=== Begin Enclosure ===

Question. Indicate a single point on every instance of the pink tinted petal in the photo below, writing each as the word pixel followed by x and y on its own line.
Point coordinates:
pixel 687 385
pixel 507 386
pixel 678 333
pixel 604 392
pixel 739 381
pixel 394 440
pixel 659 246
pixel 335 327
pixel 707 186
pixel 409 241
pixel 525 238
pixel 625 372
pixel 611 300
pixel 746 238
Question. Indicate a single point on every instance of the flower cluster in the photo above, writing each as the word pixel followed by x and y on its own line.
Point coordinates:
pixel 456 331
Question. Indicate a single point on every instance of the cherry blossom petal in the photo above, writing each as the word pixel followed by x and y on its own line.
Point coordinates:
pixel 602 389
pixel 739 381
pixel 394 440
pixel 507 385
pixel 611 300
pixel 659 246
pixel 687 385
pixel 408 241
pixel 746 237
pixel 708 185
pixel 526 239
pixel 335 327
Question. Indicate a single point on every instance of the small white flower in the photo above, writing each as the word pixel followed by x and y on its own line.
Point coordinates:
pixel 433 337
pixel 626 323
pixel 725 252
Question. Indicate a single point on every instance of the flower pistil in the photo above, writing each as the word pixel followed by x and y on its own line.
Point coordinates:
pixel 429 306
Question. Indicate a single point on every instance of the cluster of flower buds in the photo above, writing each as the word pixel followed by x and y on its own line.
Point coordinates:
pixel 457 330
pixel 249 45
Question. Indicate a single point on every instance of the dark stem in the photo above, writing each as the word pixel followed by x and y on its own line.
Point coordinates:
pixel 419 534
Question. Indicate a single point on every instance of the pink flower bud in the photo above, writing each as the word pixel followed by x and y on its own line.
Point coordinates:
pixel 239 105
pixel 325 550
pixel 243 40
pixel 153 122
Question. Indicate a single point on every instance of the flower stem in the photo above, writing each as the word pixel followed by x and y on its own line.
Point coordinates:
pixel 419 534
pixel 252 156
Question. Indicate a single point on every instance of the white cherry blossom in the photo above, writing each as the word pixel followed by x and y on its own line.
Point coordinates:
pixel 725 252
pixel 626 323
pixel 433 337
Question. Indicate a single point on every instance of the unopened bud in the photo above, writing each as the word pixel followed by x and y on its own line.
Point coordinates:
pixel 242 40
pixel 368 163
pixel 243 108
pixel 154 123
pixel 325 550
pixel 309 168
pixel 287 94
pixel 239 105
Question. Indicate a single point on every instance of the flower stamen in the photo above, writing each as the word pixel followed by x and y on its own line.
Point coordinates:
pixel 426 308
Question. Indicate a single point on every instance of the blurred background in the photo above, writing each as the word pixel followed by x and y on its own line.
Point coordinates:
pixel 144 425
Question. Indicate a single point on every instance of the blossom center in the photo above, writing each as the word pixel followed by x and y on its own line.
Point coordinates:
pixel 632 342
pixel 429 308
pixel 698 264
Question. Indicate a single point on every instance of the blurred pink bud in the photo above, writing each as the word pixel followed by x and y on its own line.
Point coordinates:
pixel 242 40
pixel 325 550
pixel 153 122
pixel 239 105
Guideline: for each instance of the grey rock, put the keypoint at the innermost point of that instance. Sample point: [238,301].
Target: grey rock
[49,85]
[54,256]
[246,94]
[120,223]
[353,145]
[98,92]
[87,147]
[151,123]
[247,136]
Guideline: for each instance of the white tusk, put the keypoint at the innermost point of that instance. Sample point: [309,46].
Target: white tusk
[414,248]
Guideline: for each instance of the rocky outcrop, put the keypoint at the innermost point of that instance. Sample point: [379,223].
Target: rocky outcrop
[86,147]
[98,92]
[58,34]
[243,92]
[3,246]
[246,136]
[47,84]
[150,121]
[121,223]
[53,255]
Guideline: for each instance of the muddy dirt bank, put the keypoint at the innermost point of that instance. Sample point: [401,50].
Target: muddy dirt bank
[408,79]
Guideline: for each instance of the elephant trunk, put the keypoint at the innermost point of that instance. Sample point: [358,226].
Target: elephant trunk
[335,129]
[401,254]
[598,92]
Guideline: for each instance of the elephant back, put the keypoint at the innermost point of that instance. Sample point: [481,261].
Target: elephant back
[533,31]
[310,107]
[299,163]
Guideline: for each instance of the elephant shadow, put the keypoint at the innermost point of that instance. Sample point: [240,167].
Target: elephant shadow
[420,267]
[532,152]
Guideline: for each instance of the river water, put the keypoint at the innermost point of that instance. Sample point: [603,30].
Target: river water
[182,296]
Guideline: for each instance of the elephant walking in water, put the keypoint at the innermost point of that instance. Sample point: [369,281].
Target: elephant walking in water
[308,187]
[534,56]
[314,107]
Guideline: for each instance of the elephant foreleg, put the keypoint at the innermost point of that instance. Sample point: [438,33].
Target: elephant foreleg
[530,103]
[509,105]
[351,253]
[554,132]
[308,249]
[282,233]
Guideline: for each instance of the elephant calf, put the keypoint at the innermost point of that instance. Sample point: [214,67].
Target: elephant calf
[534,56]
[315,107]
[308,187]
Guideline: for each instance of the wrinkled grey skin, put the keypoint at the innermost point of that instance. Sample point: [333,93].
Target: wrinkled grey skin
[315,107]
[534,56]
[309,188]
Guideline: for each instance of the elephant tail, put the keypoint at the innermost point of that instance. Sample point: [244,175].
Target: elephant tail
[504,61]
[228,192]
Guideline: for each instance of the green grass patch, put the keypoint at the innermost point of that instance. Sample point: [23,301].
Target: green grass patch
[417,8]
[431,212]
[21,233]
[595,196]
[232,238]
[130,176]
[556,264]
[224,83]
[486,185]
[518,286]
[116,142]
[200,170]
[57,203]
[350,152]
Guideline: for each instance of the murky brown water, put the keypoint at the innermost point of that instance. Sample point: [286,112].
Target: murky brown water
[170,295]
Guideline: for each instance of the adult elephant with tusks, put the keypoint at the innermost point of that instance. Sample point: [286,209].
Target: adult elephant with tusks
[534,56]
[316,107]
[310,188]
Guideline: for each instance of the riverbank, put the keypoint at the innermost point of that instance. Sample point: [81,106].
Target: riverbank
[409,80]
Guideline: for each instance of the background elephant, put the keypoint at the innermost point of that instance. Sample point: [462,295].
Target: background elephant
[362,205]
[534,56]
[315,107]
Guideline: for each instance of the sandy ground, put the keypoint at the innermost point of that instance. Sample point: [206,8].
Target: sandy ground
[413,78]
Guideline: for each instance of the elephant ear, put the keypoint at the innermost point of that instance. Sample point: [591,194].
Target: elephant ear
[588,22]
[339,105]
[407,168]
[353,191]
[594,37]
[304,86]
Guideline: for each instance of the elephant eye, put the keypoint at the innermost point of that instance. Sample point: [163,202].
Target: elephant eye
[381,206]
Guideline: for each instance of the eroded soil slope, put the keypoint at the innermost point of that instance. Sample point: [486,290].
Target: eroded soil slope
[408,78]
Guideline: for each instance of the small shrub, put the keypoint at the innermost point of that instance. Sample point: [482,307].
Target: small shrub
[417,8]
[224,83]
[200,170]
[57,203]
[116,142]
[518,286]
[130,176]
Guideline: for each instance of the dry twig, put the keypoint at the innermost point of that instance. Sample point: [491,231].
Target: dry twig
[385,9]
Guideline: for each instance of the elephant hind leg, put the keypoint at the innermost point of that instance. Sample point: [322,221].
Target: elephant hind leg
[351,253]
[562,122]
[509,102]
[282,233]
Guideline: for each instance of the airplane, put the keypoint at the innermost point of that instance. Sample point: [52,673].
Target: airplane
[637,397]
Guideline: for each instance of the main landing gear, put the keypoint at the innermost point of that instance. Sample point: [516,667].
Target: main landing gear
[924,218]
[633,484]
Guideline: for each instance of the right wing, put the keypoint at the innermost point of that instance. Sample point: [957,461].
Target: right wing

=== End Enclosure ===

__TASK TO CARRY OUT__: Exactly reproduce every record.

__EXERCISE SOLUTION__:
Question. Indicate a single point on every instance of the pink tinted petal in the photo below, writing each as the word pixel followed by x and y on its own line.
Point coordinates:
pixel 687 385
pixel 507 386
pixel 678 333
pixel 604 392
pixel 739 381
pixel 394 440
pixel 659 246
pixel 335 327
pixel 707 186
pixel 409 241
pixel 525 238
pixel 625 372
pixel 611 300
pixel 746 238
Question. Indicate a single point on every instance of the flower cluster in the photo above, writing each as the word pixel followed by x and y on its own line.
Point coordinates:
pixel 456 331
Question. Indicate a single point on every instance of the cherry blossom petal in the photo above, writing each as the word pixel followed by x and y on its own line.
Point coordinates:
pixel 602 389
pixel 739 381
pixel 394 440
pixel 507 385
pixel 611 300
pixel 659 246
pixel 687 385
pixel 408 241
pixel 746 237
pixel 708 185
pixel 526 239
pixel 335 327
Question. Indicate a single point on every instance of the small white flower in the photo above, writing each as the word pixel followed by x and y on its own line.
Point coordinates:
pixel 433 337
pixel 626 323
pixel 725 252
Question. Indicate a single point on every instance of the flower pistil in the photo above, writing each as the word pixel followed by x and y on its own line.
Point coordinates:
pixel 429 306
Question. Indicate a single point on every instance of the cluster of flower buds in the photo above, writing each as the word pixel followed by x and y on its own line.
Point coordinates:
pixel 457 330
pixel 249 45
Question. Indicate a single point on every instance of the dark stem in the photo above, writing each as the word pixel followed by x and y on its own line.
Point coordinates:
pixel 419 534
Question. Indicate a single point on every instance of the pink flower bud in the photo above, writing each as the word pixel followed by x and y on its own line.
Point coordinates:
pixel 239 105
pixel 325 550
pixel 243 40
pixel 153 122
Question. Indicate a single point on every instance of the flower stem in the photo above, writing each as the word pixel followed by x and y on its own line.
Point coordinates:
pixel 419 534
pixel 252 156
Question. Indicate a single point on every instance of the white cherry blossom in the photo above, writing each as the word pixel followed by x and y on its own line.
Point coordinates:
pixel 725 252
pixel 626 323
pixel 433 337
Question. Indicate a single point on every instance of the unopened bud in the photo above, writing each as the word pixel followed by x and y on its own line.
Point coordinates:
pixel 242 40
pixel 368 163
pixel 243 108
pixel 154 123
pixel 325 550
pixel 309 168
pixel 287 94
pixel 239 105
Question. Indicate a single point on every instance of the flower stamen in the photo above, writing each as the word pixel followed by x and y on its own line.
Point coordinates:
pixel 426 308
Question. Indicate a single point on every instance of the blurred background in the photo above, writing each as the word pixel followed by x and y on its own line.
Point coordinates:
pixel 144 425
Question. Indicate a single point on every instance of the blossom center in the photo above, writing each as the word pixel followed by x and y on its own line.
Point coordinates:
pixel 632 342
pixel 429 308
pixel 698 264
Question. Indicate a single point on every instance of the blurred pink bud in the photo above, writing each as the word pixel followed by x and y on its own line.
Point coordinates:
pixel 242 40
pixel 325 550
pixel 153 122
pixel 239 105
Guideline: for each instance of the grey rock, put the keypoint at the innermost point of that instance. Sample point: [238,301].
Target: grey rock
[49,85]
[54,256]
[246,94]
[120,223]
[353,145]
[98,92]
[87,147]
[151,123]
[247,136]
Guideline: for each instance of the white tusk, put the keypoint at the innermost point of that instance. Sample point: [309,46].
Target: white tusk
[414,248]
Guideline: for each instance of the rocky outcrop, put the keypoint at the innermost point of that instance. Sample point: [379,223].
Target: rocky outcrop
[86,147]
[98,92]
[58,34]
[243,92]
[3,246]
[246,136]
[47,84]
[150,121]
[121,223]
[53,255]
Guideline: for each instance of the muddy dirt bank, put the keypoint at the innermost point of that instance. Sample point: [401,50].
Target: muddy dirt bank
[408,79]
Guideline: for each instance of the elephant trunk, put the keypoint at the innermost point of that instance. Sample point: [358,226].
Target: elephant trunk
[335,129]
[401,254]
[598,92]
Guideline: for each instance of the elephant back, put the keypoint at the innermost point of that instance. Sample point: [481,261].
Target: elephant back
[533,31]
[310,107]
[299,163]
Guideline: for each instance of the elephant shadow, put the keypoint at the innermost point of that instance. Sample point: [240,167].
Target: elephant shadow
[420,267]
[532,152]
Guideline: for each instance of the river water, put the keypoint at the innermost point of that instance. Sample point: [603,30].
Target: river water
[182,296]
Guideline: for each instance of the elephant walking in water, put the keypoint at the innermost point of that instance. Sample point: [369,281].
Target: elephant walking in water
[308,187]
[534,56]
[314,107]
Guideline: for each instance of the elephant foreleg, put the keypoint at the innermost point of that instance. Sample point: [438,33].
Target: elephant foreleg
[530,103]
[509,105]
[351,253]
[554,132]
[308,249]
[282,233]
Guideline: for each instance of the elephant calf, put the keypoint at the innermost point of that instance. Sample point: [214,67].
Target: elephant calf
[534,56]
[315,107]
[308,187]
Guideline: for each instance of the wrinkled grey skin, put the keypoint at the innermost point of that instance. Sample point: [333,93].
Target: wrinkled grey skin
[315,107]
[534,56]
[309,188]
Guideline: for each instance of the elephant tail, put the keypoint at the innermost point of that instance. Sample point: [244,175].
Target: elephant tail
[504,61]
[228,192]
Guideline: for each instance of the green grass patch, put the keypoint at the innermost point of that instance. Sample point: [23,301].
Target: green grass patch
[417,8]
[431,212]
[21,233]
[595,196]
[232,238]
[130,176]
[556,264]
[224,83]
[486,185]
[518,286]
[116,142]
[200,170]
[57,203]
[350,152]
Guideline: for each instance of the murky brown water, put the keypoint at the innermost point of that instance. Sample point: [286,112].
Target: murky brown water
[170,295]
Guideline: for each instance of the adult elephant with tusks, put the keypoint at the innermost point of that instance. Sample point: [286,209].
Target: adult elephant with tusks
[534,56]
[316,107]
[310,188]
Guideline: for each instance of the riverbank, put the keypoint at the innermost point of that instance. Sample point: [81,106].
Target: riverbank
[409,80]
Guideline: for each instance of the background elephant, put the keypoint at the innermost point of that instance. Sample point: [462,295].
Target: background elephant
[362,205]
[534,56]
[315,107]
Guideline: for each instance of the sandy ground, put the keypoint at the innermost point of that instance. Sample point: [206,8].
Target: sandy ground
[413,78]
Guideline: for each instance of the elephant ear, put the keypoint at the innermost point of that instance. Sample point: [591,194].
Target: elephant ear
[588,22]
[339,105]
[407,168]
[353,191]
[594,37]
[304,86]
Guideline: for each instance of the elephant eye, put the keypoint at the innermost point of that instance. Sample point: [163,202].
Target: elephant eye
[381,206]
Guideline: for each instance of the eroded soil slope, put the keypoint at the innermost point of that instance. Sample point: [486,290].
Target: eroded soil slope
[408,78]
Guideline: for each instance of the small shrub, put the keypoint at the innermost point of that instance. Sample point: [482,307].
Target: small shrub
[417,8]
[224,83]
[200,170]
[57,203]
[116,142]
[518,286]
[130,176]
Guideline: for each instance of the dry twig, put the keypoint at the innermost point of that instance. Sample point: [491,231].
Target: dry twig
[385,9]
Guideline: for each instance of the elephant hind leg, put the keypoint at the innermost point of that instance. Sample point: [322,221].
Target: elephant hind leg
[351,253]
[562,122]
[509,102]
[282,233]
Guideline: for each instance of the airplane, put the keypoint at the innermost point of that instance. Sample point: [52,673].
Target: airplane
[637,397]
Guideline: for each instance of the main landing gear, put the keypoint at the innermost point of that instance. Sample point: [516,667].
Target: main landing gear
[924,218]
[633,484]
Guideline: for each instance of the right wing, put the keypoint at the innermost point of that instance. Sample point: [957,461].
Target: right wing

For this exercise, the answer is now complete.